GOAL:
Pull out every line of the items below that contains the string "hardwood". Uppercase and lowercase letters count as different.

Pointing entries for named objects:
++++++++

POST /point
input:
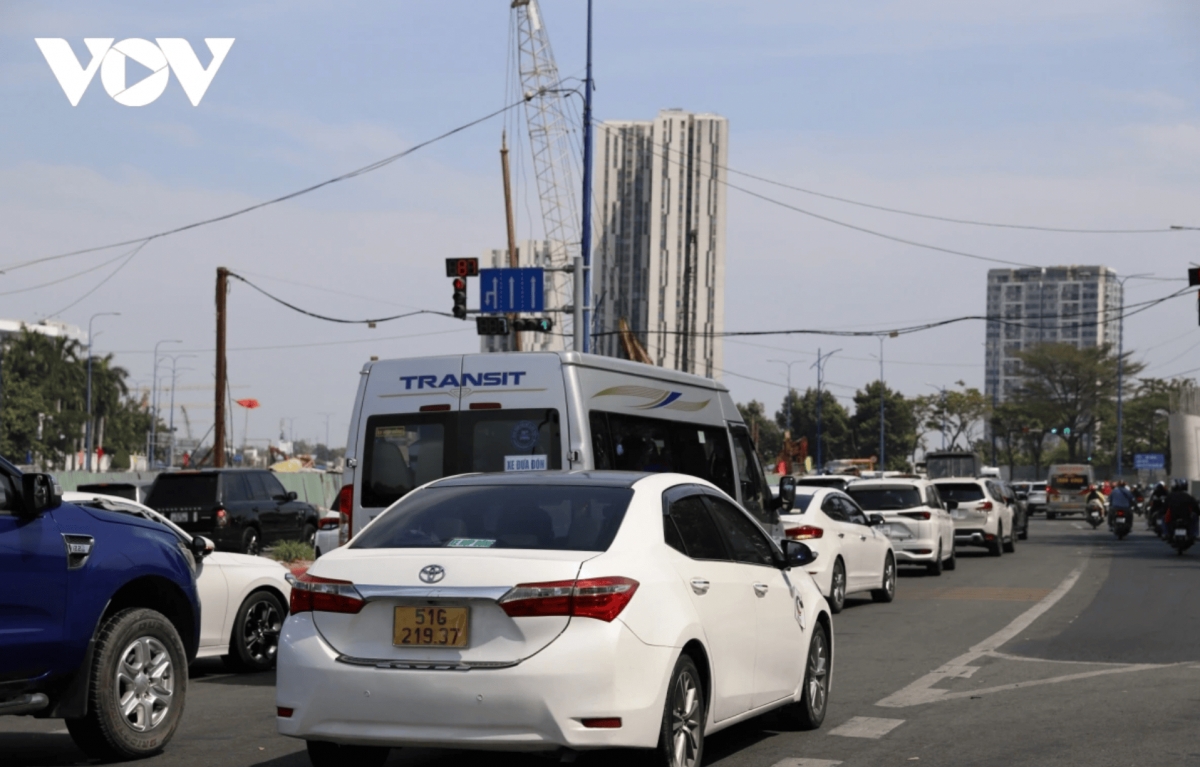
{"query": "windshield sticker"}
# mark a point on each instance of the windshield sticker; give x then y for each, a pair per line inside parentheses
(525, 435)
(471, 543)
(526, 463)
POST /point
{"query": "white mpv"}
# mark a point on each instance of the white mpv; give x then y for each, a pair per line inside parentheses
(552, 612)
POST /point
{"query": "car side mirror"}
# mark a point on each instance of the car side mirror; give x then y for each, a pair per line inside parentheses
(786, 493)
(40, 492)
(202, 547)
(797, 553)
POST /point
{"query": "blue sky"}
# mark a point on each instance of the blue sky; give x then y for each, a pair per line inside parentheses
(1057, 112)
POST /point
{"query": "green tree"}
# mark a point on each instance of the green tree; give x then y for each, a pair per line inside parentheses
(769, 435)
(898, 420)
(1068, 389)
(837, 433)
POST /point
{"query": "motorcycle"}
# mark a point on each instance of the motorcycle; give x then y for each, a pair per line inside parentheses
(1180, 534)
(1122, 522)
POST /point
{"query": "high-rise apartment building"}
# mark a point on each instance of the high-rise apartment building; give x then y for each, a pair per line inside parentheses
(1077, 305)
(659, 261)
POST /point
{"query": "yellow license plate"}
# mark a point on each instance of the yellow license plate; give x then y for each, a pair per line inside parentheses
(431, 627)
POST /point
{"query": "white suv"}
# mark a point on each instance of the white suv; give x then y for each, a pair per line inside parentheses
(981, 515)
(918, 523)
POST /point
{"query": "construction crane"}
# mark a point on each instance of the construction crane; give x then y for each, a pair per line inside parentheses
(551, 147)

++++++++

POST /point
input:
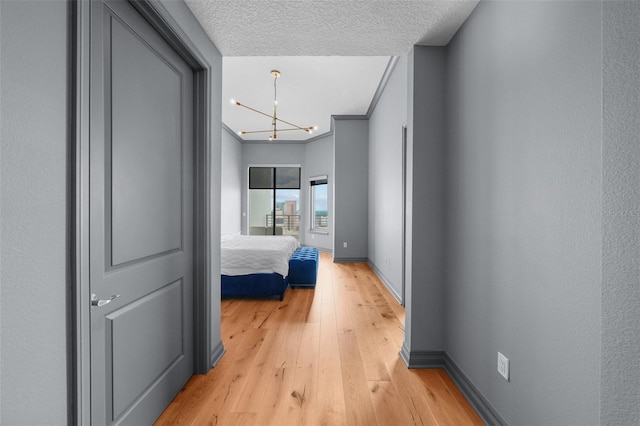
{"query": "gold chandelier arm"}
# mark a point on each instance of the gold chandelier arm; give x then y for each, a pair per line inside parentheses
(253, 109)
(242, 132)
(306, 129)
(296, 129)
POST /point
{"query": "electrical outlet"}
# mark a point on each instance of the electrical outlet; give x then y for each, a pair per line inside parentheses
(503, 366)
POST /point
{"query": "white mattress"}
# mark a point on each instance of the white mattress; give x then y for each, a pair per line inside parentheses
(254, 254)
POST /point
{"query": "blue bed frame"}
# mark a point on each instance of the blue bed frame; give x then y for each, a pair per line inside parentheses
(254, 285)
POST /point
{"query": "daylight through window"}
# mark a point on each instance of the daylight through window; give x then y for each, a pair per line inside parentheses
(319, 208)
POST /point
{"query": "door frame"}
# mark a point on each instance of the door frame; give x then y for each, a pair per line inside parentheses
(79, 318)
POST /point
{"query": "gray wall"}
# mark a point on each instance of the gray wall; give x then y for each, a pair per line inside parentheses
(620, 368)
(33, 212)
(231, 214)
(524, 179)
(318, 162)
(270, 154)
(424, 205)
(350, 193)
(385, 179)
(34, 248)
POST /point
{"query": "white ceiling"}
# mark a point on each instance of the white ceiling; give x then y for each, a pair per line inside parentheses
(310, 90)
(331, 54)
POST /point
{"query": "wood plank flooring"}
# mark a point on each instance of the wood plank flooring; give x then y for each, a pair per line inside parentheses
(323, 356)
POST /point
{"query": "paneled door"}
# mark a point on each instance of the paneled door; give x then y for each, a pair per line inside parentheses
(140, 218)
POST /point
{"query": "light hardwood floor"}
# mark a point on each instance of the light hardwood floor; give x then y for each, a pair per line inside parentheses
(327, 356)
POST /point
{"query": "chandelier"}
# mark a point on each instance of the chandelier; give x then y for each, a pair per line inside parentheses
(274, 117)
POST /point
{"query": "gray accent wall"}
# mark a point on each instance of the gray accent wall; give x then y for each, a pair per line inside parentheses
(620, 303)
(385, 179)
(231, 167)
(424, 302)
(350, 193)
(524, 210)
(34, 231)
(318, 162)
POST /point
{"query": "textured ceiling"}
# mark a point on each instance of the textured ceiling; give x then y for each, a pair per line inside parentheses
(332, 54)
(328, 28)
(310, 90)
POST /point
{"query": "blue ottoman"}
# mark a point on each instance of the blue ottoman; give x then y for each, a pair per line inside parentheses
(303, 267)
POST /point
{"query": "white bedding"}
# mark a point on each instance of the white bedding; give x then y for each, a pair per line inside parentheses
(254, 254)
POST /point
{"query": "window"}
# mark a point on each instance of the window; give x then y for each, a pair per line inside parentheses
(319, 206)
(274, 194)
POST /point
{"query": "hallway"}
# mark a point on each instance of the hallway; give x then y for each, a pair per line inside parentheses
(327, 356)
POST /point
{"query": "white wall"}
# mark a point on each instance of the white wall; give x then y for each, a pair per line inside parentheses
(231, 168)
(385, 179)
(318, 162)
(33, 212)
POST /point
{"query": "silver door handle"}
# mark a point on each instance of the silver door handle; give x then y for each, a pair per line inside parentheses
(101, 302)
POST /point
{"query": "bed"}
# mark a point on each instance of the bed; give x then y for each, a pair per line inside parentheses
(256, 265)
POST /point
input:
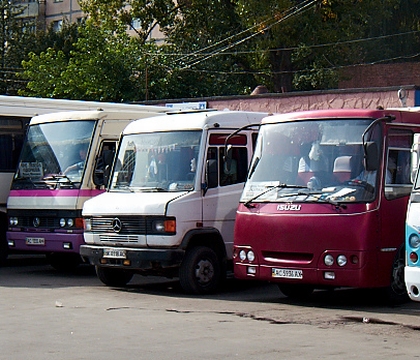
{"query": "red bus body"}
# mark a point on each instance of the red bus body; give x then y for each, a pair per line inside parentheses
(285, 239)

++++++++

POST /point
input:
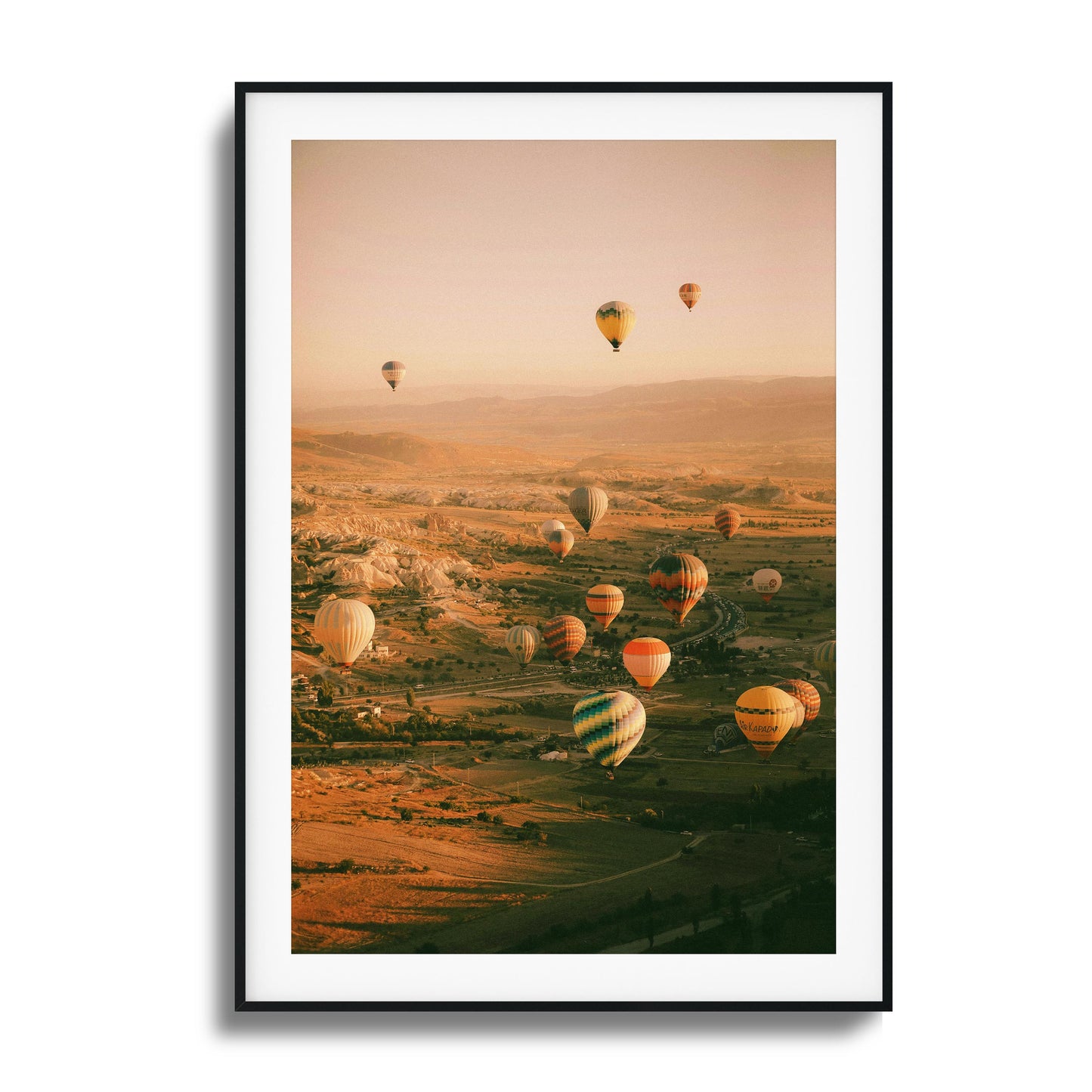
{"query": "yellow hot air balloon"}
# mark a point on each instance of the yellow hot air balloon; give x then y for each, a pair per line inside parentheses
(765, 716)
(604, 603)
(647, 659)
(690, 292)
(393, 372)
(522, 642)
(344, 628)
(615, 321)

++++++++

ANSWER TO THE PROBLEM:
{"query": "light hardwood floor"}
# mark a point on each instance of the light hardwood floor; give x then y for each, a pair per line inside parentheses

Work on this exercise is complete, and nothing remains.